SOURCE EXCERPT →
# 2.5 mini bow filter



## sticks (Feb 13, 2011)

I have a Aqueon 2.5 mini bow tank with the stock Mini Bow Quiet Flow Filter and Cartridge is the filter to strong for my beta? should I not run it or get a new filter?


----------



## vilmarisv (Apr 17, 2010)

The filter is fine... your betta will get use to the flow and live very happy there. 
I suggest you keep the water level very close to the edge of the filter where the water comes out, the current wiill go sideways instead of down. 
If you want to avoid your betta's fins to get shredded by the filter you could cover it by using some aquarium sponge, craft mesh or a filter intake sponge. 
I use this one on my MiniBow 2.5 tanks:


----------



## sticks (Feb 13, 2011)

i think my betta is having a hard time with the curent the filter is making.


----------



## Amehzes (Jan 5, 2011)

Mine is too, but I havent figured out a good way to baffle it yet...


----------



## sticks (Feb 13, 2011)

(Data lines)
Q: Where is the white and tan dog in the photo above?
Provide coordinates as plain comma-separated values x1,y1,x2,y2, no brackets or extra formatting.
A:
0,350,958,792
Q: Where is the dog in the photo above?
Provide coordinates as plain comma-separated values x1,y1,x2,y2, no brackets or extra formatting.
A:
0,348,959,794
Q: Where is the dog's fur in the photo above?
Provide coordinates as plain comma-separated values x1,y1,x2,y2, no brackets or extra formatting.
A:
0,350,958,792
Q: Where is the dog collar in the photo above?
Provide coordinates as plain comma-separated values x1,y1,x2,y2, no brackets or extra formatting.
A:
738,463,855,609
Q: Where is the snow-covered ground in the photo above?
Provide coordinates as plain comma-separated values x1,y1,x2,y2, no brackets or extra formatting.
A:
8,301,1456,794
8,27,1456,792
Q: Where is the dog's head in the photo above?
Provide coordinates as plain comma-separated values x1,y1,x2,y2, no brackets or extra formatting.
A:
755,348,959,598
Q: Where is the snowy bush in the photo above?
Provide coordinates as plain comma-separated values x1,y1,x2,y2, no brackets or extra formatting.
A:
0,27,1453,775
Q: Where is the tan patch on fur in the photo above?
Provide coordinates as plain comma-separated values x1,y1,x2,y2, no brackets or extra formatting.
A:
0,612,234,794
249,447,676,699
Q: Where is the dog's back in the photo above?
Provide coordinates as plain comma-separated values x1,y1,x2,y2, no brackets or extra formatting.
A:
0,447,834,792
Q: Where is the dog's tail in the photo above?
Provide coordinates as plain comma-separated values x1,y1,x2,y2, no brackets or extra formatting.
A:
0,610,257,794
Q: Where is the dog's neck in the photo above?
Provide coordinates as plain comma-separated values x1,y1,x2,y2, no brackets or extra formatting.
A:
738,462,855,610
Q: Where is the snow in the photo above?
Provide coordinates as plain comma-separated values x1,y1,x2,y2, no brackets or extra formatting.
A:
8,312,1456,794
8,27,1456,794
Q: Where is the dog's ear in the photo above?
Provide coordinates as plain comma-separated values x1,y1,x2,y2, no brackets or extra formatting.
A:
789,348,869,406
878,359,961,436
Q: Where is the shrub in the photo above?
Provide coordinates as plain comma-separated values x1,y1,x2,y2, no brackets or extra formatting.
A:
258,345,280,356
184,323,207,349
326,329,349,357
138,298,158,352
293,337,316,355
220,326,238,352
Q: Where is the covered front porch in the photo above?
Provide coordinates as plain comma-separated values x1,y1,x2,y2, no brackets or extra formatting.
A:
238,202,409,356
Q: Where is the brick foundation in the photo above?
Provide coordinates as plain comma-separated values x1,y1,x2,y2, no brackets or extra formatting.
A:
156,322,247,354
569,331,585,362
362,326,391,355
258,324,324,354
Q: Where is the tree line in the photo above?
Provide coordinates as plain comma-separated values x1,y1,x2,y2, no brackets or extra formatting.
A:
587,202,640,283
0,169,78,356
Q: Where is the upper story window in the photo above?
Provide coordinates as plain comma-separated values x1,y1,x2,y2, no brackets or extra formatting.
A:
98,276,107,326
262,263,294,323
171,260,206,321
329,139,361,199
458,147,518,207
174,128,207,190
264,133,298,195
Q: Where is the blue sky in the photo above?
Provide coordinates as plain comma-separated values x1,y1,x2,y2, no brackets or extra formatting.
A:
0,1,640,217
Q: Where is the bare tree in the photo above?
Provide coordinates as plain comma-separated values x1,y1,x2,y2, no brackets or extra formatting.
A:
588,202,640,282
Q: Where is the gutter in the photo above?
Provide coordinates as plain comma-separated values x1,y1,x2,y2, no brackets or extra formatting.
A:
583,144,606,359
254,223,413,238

SET PROBLEM 1 →
Rewrite the mini bow filter thread from "# 2.5 mini bow" to "a new filter?", putting "Marineland" in place of "Aqueon".
SET PROBLEM 2 →
Continue the forum thread about the 2.5 mini bow filter from where it stops.
The lines above are not needed.

TASK RESPONSE 1 →
# 2.5 mini bow filter



## sticks (Feb 13, 2011)

I have a Marineland 2.5 mini bow tank with the stock Mini Bow Quiet Flow Filter and Cartridge is the filter to strong for my beta? should I not run it or get a new filter?

TASK RESPONSE 2 →
let me know if you come up with a something.


----------



## Opiomorphus (Jan 30, 2011)

*Baffle*

I don't remember the exact type, but I'll check when I get home. Fluval makes a type of filter sponge that's white and comes in long rectangles. I just cut part of it off and stuff it into the filter outlet. I have two tanks set up this way. Just leave part of the filter outlet unobstructed so the filter doesn't overflow, if that makes sense. Basically, find a sponge that will fit and stuff it into the outlet, but not too tightly. My water is almost completely still on the surface but tons of filtration going on. :-D

I can show pics later if anyone's interested. I can take pics when I get home.


----------



## Veronica (Jan 31, 2011)

Would love to see pix Opiomorphous.... I can already tell I will have a challenge rubber banding a sponge over our filter set up.


----------



## Opiomorphus (Jan 30, 2011)

Yeah, I tried it. Unless you have a very big rubber band... and even then, it probably wouldn't be that secure. This one just happens to be the best solution I've found for now. It works well but it's finnicky, sometimes the sponge falls out. And it always falls out when changing the water. But yeah, hope it helps!


----------



## Opiomorphus (Jan 30, 2011)

*Pics!*


















Here you go! Pics of my baffling solution in action. And a general pic of my new tank.


----------



## Opiomorphus (Jan 30, 2011)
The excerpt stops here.